## Stated exercise
From the line containing "Could you locate the built-in" down to the final line of the entries below, quote every line verbatim. Exclude pictures.
-- start of Dataset rows --
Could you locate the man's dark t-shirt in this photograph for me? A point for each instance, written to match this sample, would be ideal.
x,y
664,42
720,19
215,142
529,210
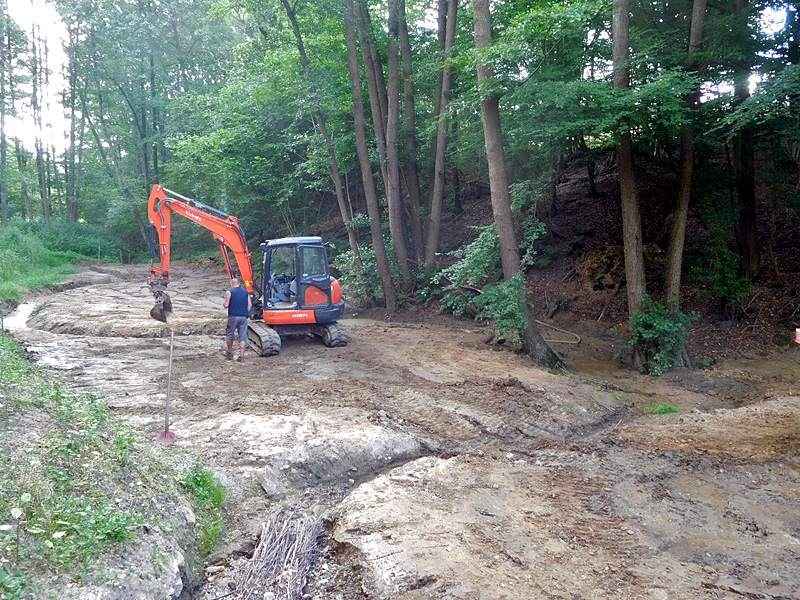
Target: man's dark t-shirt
x,y
237,307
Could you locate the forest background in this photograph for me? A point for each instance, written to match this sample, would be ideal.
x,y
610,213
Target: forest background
x,y
375,123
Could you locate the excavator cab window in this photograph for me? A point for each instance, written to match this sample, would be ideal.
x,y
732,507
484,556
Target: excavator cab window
x,y
282,269
314,262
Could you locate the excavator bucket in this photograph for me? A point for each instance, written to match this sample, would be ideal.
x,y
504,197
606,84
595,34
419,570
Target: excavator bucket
x,y
162,310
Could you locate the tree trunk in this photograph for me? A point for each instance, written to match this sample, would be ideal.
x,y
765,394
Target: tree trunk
x,y
371,197
320,121
441,21
37,70
412,170
371,69
686,169
631,218
3,141
535,345
393,196
21,164
437,190
455,175
115,163
744,165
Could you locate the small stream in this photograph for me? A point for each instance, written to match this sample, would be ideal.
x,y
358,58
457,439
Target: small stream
x,y
18,318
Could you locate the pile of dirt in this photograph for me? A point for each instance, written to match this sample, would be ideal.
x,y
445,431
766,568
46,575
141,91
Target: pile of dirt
x,y
443,468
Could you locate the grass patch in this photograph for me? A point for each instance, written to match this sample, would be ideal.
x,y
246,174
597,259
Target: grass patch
x,y
26,263
663,409
75,484
206,495
55,511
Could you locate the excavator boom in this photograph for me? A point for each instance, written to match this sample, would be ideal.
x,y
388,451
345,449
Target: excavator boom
x,y
225,229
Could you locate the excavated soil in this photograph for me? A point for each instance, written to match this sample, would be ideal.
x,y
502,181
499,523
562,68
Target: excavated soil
x,y
444,469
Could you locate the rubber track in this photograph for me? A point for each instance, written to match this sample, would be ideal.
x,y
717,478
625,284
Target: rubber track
x,y
263,339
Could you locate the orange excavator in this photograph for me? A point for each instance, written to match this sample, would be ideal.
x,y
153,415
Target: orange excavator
x,y
297,294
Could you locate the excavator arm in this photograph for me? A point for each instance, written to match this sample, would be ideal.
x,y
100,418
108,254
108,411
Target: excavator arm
x,y
225,229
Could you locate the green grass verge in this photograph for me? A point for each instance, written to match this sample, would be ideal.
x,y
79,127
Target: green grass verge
x,y
66,493
25,263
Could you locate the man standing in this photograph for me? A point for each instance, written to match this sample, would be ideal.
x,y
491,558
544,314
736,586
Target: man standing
x,y
238,303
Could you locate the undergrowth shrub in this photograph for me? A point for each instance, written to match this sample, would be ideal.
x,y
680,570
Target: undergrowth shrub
x,y
206,495
713,271
658,336
79,238
364,284
26,262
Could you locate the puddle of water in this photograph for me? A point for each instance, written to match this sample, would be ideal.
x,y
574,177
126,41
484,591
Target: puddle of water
x,y
19,317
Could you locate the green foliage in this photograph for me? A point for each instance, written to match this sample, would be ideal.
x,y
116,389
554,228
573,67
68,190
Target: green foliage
x,y
27,263
364,284
207,496
525,197
659,336
663,409
713,271
77,238
504,303
55,512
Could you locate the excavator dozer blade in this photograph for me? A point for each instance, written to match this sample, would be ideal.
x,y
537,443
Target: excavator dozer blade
x,y
162,310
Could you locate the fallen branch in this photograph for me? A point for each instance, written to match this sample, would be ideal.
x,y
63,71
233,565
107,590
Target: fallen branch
x,y
576,342
283,558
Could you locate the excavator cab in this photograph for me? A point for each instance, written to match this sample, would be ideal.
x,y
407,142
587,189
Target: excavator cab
x,y
299,278
297,296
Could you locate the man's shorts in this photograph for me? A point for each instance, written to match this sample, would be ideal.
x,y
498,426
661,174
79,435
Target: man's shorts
x,y
236,324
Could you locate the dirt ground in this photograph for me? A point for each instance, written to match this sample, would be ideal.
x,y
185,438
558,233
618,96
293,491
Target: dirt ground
x,y
444,469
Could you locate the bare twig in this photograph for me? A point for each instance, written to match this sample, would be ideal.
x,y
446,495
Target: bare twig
x,y
283,558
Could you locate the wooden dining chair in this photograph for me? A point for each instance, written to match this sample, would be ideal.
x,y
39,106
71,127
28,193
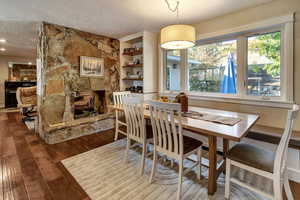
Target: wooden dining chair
x,y
166,120
271,165
136,126
118,98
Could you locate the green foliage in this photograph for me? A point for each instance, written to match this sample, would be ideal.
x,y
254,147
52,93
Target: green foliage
x,y
269,45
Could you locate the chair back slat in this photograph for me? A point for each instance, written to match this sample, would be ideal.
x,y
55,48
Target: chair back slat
x,y
282,149
167,132
134,113
118,97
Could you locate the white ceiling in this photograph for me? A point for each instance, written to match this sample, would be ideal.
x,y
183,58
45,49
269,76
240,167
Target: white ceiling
x,y
115,18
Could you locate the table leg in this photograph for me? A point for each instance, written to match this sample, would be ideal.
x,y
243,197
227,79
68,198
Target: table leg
x,y
225,147
212,155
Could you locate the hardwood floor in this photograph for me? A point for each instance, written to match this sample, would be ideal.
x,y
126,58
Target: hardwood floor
x,y
31,169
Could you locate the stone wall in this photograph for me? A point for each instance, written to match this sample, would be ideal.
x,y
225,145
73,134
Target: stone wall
x,y
59,52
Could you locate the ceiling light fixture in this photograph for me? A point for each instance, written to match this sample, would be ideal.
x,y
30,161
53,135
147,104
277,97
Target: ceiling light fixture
x,y
178,36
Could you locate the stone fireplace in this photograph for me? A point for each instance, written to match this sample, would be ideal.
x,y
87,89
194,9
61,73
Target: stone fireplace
x,y
70,105
89,103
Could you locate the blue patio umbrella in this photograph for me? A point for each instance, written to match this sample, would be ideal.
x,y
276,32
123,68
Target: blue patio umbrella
x,y
228,84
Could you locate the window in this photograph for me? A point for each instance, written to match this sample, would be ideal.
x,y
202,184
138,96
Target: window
x,y
263,64
252,65
173,63
212,65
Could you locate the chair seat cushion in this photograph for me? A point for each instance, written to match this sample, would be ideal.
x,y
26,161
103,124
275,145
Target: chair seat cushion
x,y
190,144
252,156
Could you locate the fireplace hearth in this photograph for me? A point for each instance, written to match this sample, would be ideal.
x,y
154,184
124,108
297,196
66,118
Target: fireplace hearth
x,y
89,103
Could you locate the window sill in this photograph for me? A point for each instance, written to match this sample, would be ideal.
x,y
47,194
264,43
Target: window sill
x,y
235,100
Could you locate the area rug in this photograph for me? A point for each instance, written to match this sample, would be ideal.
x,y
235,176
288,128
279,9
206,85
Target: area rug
x,y
103,175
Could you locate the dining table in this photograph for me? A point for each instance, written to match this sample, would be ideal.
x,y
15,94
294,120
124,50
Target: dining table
x,y
213,130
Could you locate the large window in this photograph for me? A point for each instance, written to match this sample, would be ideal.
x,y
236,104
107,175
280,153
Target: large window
x,y
250,65
263,64
212,67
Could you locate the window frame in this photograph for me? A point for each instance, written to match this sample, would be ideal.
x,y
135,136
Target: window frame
x,y
284,24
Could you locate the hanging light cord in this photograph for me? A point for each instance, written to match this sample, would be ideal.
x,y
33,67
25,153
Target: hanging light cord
x,y
176,9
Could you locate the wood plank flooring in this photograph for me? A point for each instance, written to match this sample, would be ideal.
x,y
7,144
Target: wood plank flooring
x,y
31,169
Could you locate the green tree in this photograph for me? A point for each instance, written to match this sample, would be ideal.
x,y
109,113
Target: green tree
x,y
268,45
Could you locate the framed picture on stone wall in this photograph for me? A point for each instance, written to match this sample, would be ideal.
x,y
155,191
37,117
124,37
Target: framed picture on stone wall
x,y
91,66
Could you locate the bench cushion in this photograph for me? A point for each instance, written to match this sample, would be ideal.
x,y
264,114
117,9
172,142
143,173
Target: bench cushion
x,y
253,156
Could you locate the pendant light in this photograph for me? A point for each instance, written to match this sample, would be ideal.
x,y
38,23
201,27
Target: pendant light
x,y
179,36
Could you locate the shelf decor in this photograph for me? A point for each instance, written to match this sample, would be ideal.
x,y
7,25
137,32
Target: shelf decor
x,y
91,66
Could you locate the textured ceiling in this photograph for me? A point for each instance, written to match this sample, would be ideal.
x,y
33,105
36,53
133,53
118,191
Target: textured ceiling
x,y
113,18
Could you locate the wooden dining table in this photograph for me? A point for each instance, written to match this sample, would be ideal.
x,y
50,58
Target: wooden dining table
x,y
213,130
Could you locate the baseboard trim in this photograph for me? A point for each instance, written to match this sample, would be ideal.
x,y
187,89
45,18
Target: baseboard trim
x,y
294,174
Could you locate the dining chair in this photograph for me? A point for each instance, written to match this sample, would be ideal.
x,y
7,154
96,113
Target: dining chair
x,y
118,98
271,165
136,126
166,120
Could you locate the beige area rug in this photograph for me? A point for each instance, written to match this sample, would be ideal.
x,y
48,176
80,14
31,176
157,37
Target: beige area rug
x,y
103,174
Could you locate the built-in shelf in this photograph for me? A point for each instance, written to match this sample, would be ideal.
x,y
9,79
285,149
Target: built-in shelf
x,y
139,48
136,65
133,79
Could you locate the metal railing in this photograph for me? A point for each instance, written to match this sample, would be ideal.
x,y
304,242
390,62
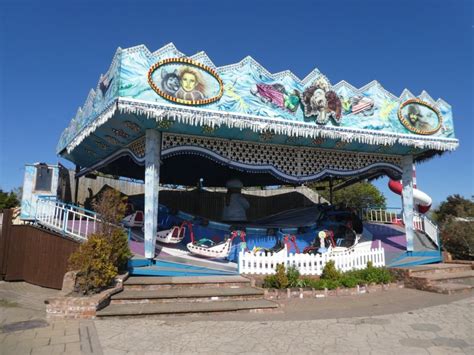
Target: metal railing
x,y
381,215
65,218
394,216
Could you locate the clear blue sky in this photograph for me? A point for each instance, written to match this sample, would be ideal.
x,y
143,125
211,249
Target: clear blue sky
-- end of Dataset rows --
## Complete response
Could you locate the built-in shelf in this photograph for me? A point for each instance, written to match this sample, would be ideal.
x,y
9,79
285,149
Target: built-in shelf
x,y
139,48
136,65
133,79
Could you locate the metal railing in this photograph for me? A point for each instance, written to match this sample, would be ideal.
x,y
304,242
390,62
Target: metal railing
x,y
381,215
65,218
394,216
Could you locate the clear blue sky in this photograph for me? A point for each instance, written to match this sample, would be ideal.
x,y
143,125
211,249
Target: clear blue sky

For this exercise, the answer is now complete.